::: MATERIALS PROVIDED :::

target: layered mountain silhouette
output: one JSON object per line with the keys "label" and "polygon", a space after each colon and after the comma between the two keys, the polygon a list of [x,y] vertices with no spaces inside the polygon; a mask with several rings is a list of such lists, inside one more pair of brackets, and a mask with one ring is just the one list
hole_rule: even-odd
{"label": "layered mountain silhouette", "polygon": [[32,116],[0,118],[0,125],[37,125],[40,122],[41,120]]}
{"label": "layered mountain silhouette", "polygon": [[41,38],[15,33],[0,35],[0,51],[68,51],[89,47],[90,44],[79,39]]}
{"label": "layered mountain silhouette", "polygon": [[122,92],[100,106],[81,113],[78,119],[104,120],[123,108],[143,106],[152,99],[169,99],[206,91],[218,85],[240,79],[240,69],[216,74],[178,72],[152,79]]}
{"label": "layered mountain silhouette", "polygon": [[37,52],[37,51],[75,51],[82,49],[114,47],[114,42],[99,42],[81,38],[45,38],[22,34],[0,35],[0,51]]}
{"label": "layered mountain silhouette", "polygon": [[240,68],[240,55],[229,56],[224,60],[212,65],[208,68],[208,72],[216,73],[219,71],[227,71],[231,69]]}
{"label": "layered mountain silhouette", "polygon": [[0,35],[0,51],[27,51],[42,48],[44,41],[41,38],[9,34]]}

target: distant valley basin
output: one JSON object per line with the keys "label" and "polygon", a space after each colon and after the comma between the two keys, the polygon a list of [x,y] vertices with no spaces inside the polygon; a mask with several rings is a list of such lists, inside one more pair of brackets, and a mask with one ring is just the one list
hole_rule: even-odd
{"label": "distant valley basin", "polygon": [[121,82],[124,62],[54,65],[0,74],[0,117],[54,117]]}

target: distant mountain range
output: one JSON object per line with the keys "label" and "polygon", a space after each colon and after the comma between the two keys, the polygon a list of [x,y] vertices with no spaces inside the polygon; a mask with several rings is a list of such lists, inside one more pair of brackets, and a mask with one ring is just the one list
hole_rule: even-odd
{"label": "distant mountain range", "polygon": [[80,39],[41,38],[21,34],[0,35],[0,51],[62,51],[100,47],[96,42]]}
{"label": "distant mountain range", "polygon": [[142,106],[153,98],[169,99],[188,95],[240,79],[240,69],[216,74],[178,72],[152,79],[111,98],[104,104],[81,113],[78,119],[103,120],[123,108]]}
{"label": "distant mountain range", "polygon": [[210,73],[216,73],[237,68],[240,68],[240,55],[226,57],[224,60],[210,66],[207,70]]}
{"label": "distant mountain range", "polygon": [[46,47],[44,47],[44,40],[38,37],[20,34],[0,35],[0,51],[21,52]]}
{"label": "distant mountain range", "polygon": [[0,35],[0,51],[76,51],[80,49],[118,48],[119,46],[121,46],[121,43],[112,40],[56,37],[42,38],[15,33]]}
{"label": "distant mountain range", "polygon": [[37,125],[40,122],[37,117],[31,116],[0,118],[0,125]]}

:::

§ **DESCRIPTION OF THE TASK**
Starting at the first line and ending at the last, retype the entries above.

§ **YOUR RESPONSE**
target: layered mountain silhouette
output: one JSON object per line with the keys "label" and "polygon", a space after each colon and after the comma between the two keys, the polygon a list of [x,y] vertices with no spaces inside the polygon; a mask with several rings is a list of such lists, inside one more pair of brackets, and a mask with one ring is just the one list
hole_rule: even-odd
{"label": "layered mountain silhouette", "polygon": [[32,116],[0,118],[0,125],[37,125],[40,122],[41,120]]}
{"label": "layered mountain silhouette", "polygon": [[41,38],[15,33],[0,35],[0,51],[68,51],[89,47],[90,44],[79,39]]}
{"label": "layered mountain silhouette", "polygon": [[122,92],[100,106],[81,113],[78,119],[104,120],[123,108],[143,106],[152,99],[169,99],[206,91],[218,85],[240,79],[240,69],[216,74],[178,72],[152,79]]}
{"label": "layered mountain silhouette", "polygon": [[37,52],[37,51],[75,51],[82,49],[114,47],[114,42],[99,42],[81,38],[45,38],[22,34],[0,35],[0,51]]}
{"label": "layered mountain silhouette", "polygon": [[240,68],[240,55],[229,56],[224,60],[212,65],[208,68],[208,72],[216,73],[219,71],[227,71],[231,69]]}
{"label": "layered mountain silhouette", "polygon": [[0,35],[0,51],[27,51],[42,48],[44,41],[41,38],[9,34]]}

target: distant valley basin
output: one JSON object per line with the keys "label" and "polygon", a space after each colon and after the comma between the two keys, the polygon a list of [x,y] vertices with no spaces inside the polygon; a mask with several rings is a list of such lists, inside one more pair of brackets, and a mask with one ring is just the one list
hole_rule: even-odd
{"label": "distant valley basin", "polygon": [[121,82],[124,62],[54,65],[0,74],[0,117],[54,117]]}

target: distant mountain range
output: one JSON object per line with the keys "label" and "polygon", a space after each colon and after the comma between the two keys, the polygon a list of [x,y] vertices with no spaces inside the polygon; a mask with several rings is a list of such lists, inside one more pair of brackets, and a mask with one ring is just the one list
hole_rule: even-odd
{"label": "distant mountain range", "polygon": [[80,39],[41,38],[21,34],[0,35],[0,51],[62,51],[100,47],[96,42]]}
{"label": "distant mountain range", "polygon": [[142,106],[153,98],[169,99],[188,95],[240,79],[240,69],[216,74],[178,72],[152,79],[111,98],[104,104],[81,113],[78,119],[103,120],[123,108]]}
{"label": "distant mountain range", "polygon": [[210,73],[216,73],[237,68],[240,68],[240,55],[226,57],[224,60],[210,66],[207,70]]}
{"label": "distant mountain range", "polygon": [[46,47],[44,47],[44,40],[38,37],[20,34],[0,35],[0,51],[21,52]]}
{"label": "distant mountain range", "polygon": [[0,35],[0,51],[76,51],[80,49],[118,48],[119,46],[121,46],[121,43],[112,40],[56,37],[42,38],[15,33]]}
{"label": "distant mountain range", "polygon": [[37,125],[40,122],[37,117],[31,116],[0,118],[0,125]]}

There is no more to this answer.